Where the listing below reaches the line containing "# point at: headphone", start writing out lines exactly, and stop once the line containing "x=116, y=148" has been written.

**Supplied entries:**
• • • • • • •

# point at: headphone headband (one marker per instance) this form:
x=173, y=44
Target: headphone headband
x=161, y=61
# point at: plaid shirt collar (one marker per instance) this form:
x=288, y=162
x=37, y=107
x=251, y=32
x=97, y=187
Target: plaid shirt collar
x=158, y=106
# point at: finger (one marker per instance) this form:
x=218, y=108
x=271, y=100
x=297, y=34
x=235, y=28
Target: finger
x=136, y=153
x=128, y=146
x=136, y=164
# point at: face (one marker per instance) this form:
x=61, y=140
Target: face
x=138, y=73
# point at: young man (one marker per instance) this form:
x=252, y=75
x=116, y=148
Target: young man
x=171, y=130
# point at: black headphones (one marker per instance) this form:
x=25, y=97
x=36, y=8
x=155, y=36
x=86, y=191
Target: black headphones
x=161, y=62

• • • • • • •

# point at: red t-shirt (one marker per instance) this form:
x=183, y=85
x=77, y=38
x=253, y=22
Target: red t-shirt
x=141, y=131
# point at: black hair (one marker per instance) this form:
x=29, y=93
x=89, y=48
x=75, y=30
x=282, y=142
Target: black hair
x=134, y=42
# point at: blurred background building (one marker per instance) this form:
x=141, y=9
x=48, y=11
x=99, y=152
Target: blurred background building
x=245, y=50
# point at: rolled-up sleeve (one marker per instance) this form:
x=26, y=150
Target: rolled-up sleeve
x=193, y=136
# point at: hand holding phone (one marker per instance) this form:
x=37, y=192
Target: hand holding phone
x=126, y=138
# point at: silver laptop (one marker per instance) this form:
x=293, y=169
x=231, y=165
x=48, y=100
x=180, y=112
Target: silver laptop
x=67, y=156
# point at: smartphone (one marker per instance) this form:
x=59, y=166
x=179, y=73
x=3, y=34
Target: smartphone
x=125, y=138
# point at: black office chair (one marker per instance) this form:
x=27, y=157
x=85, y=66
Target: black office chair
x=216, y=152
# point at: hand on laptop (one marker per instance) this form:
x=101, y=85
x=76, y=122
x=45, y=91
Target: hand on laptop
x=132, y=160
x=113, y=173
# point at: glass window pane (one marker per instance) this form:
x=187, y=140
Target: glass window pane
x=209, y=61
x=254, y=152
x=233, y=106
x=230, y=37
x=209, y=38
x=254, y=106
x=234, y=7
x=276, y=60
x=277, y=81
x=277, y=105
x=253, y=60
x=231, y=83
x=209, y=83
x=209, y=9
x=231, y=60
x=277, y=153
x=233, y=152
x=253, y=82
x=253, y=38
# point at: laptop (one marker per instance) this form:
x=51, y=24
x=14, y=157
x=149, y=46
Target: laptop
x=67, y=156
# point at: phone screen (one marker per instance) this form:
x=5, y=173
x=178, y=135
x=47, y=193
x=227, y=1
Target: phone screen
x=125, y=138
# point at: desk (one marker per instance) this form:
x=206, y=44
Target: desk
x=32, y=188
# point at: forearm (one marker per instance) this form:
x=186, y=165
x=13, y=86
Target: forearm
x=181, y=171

• • • • • • •

**Output of the task:**
# point at: headphone headband (one marker per instance) this form:
x=173, y=44
Target: headphone headband
x=161, y=61
# point at: plaid shirt collar (one marker per instance) this form:
x=288, y=162
x=37, y=107
x=251, y=32
x=97, y=187
Target: plaid shirt collar
x=158, y=106
# point at: finger (one marker per instance) this form:
x=218, y=108
x=271, y=100
x=297, y=34
x=235, y=28
Target: finger
x=136, y=153
x=128, y=146
x=136, y=164
# point at: face (one marker per instance) this form:
x=61, y=140
Target: face
x=138, y=73
# point at: young man (one marker per instance) this form:
x=252, y=75
x=116, y=148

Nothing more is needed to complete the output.